Photo-based point labeling data
(begin)

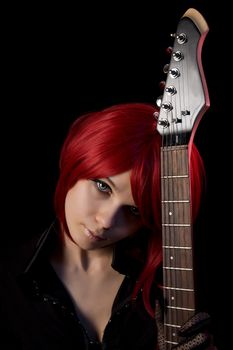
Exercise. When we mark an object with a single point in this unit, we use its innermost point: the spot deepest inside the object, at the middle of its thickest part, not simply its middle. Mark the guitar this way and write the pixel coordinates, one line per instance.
(183, 104)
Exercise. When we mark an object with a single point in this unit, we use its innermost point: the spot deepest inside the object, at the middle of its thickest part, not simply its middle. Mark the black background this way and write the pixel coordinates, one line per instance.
(61, 61)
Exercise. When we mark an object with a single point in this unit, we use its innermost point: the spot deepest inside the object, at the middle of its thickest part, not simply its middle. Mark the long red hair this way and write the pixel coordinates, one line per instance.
(114, 140)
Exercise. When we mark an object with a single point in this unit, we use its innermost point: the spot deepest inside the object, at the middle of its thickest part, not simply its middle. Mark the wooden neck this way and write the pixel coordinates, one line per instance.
(178, 277)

(end)

* [TASK BRIEF]:
Repeat exactly the lines from the one containing "Mark the long" through the last line of the records above, both included, and nothing else.

* [EXERCISE RESPONSE]:
Exercise. When we mark an object with a single point in this unit, we use its innermost point: the spot deepest inside the object, at the middle of its thickest part, not simply its middle. Mark the long red hair this way and write the pixel coordinates, one line per instance.
(114, 140)
Exercise. When we mark an object with a single point in this unit, we use its innermost point: the spot deepest inside the object, at the middle of its thickest part, not simply its middle. Mark the wooden neck this way and write the pixel coordinates, one line per instance.
(178, 277)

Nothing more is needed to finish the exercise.